GOAL
Pick out each line in the records below that contains the word "tower", and copy those lines.

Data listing
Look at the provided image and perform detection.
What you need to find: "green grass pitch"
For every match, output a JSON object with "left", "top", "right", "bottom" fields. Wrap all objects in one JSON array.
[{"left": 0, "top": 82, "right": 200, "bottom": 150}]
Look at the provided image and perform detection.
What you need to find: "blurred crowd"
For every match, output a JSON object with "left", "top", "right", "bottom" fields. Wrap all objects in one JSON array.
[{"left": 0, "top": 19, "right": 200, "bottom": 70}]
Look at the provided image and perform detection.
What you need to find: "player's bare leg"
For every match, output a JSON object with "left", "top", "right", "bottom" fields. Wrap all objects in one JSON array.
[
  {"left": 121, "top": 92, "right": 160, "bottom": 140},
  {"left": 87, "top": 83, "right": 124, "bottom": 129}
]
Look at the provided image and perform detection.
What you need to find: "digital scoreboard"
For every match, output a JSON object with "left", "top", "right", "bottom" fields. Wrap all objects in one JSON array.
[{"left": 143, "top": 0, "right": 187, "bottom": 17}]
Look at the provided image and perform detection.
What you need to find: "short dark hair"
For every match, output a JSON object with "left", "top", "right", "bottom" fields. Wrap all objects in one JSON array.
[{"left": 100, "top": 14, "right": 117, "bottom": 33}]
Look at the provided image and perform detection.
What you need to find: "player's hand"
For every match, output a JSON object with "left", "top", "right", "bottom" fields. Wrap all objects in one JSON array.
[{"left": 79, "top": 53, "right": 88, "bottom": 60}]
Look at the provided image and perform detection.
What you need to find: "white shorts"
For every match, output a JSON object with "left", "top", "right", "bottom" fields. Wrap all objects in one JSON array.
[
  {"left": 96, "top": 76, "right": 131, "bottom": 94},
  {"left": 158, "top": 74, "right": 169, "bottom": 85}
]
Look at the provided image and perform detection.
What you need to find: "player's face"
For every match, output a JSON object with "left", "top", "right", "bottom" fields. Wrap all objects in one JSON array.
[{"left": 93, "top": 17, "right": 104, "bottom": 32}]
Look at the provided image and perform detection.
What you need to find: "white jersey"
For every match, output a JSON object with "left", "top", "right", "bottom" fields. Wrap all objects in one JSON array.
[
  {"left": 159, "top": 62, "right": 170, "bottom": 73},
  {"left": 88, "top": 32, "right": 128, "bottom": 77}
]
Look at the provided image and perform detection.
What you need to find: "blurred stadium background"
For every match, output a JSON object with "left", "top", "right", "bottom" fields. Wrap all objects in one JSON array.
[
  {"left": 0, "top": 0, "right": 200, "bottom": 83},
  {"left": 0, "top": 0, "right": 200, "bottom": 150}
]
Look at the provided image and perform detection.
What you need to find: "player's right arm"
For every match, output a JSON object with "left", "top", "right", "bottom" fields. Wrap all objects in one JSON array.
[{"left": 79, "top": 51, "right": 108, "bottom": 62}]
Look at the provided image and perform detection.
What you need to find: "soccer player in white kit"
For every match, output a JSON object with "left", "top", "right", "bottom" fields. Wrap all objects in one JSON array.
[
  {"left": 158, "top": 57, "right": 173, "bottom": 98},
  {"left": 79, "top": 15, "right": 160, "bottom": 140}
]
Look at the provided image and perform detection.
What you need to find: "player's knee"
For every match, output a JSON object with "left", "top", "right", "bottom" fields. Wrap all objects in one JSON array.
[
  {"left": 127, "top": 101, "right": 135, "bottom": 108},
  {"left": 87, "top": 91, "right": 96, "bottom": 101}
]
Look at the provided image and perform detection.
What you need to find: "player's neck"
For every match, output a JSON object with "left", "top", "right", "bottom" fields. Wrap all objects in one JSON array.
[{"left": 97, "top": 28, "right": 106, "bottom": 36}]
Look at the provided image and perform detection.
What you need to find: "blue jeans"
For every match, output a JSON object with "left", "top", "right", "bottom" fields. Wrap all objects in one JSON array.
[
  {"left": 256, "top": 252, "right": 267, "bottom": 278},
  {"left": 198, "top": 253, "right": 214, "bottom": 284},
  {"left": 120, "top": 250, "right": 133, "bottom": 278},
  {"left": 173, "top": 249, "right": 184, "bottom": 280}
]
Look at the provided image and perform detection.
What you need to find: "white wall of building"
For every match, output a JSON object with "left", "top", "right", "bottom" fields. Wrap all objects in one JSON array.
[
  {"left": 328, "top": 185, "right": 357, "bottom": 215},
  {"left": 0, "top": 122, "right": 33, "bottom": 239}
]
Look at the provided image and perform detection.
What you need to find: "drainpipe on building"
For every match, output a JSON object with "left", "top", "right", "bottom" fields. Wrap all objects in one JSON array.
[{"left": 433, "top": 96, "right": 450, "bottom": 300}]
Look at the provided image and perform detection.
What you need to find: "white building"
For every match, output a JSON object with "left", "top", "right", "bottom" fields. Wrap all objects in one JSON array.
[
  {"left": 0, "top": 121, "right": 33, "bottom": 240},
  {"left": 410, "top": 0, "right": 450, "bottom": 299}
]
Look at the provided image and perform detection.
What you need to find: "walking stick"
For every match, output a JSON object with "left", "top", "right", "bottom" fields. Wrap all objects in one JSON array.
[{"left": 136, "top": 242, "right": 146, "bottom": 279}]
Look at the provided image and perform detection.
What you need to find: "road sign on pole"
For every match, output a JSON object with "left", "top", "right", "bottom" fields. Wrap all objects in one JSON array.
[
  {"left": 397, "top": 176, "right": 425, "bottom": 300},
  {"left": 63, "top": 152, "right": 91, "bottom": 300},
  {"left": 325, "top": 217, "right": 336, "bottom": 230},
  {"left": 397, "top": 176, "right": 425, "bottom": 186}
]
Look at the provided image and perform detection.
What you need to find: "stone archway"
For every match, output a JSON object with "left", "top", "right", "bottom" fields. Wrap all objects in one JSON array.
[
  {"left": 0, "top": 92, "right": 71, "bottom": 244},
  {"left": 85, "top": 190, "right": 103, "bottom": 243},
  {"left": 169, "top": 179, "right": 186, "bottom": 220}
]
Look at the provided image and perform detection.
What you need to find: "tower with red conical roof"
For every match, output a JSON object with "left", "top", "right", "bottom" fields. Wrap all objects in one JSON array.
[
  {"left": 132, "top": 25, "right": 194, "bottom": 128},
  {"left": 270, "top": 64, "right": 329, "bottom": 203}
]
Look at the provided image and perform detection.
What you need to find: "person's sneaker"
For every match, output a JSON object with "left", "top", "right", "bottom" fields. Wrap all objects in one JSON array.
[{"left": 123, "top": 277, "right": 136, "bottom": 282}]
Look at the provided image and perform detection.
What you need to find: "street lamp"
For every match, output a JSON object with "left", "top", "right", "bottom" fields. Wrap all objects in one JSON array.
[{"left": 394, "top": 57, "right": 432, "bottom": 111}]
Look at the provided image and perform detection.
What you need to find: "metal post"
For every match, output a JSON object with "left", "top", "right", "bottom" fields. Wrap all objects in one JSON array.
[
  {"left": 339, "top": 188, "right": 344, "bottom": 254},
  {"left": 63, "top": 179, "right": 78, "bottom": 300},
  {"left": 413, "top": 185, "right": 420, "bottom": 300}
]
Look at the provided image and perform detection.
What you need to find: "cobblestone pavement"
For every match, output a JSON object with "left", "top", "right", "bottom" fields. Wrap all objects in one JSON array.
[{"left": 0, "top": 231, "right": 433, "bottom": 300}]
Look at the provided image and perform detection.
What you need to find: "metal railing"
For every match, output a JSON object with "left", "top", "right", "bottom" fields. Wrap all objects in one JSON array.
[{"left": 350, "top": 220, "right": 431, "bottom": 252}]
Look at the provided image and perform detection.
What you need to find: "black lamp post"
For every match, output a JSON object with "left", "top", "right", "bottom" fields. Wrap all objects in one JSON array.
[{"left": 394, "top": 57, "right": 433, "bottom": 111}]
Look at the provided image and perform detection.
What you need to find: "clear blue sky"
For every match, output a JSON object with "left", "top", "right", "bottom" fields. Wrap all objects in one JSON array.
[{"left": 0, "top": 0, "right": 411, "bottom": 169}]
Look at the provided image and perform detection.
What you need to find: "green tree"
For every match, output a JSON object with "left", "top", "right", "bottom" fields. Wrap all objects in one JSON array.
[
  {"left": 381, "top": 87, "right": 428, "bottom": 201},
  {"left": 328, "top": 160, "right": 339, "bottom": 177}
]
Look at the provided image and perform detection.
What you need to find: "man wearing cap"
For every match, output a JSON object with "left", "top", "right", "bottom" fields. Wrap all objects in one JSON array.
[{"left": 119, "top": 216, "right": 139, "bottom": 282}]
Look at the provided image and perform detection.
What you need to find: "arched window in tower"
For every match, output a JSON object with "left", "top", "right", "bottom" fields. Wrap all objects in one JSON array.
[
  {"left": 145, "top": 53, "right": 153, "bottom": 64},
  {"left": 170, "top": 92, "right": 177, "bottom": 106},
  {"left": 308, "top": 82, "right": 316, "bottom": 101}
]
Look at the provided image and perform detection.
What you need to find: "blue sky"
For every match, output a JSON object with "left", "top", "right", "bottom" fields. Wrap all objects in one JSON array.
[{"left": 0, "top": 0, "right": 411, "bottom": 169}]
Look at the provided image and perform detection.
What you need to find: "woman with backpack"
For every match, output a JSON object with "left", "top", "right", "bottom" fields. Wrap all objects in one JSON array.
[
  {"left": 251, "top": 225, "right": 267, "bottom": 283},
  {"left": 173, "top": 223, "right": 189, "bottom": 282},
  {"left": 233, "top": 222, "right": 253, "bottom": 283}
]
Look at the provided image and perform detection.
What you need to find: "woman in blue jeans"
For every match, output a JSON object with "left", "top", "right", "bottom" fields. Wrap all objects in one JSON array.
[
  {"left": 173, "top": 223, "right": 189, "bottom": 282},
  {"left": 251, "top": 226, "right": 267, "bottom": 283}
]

ANSWER FOR THE TASK
What you need to find: "tower with red conical roof"
What you need to find: "arched window in tower"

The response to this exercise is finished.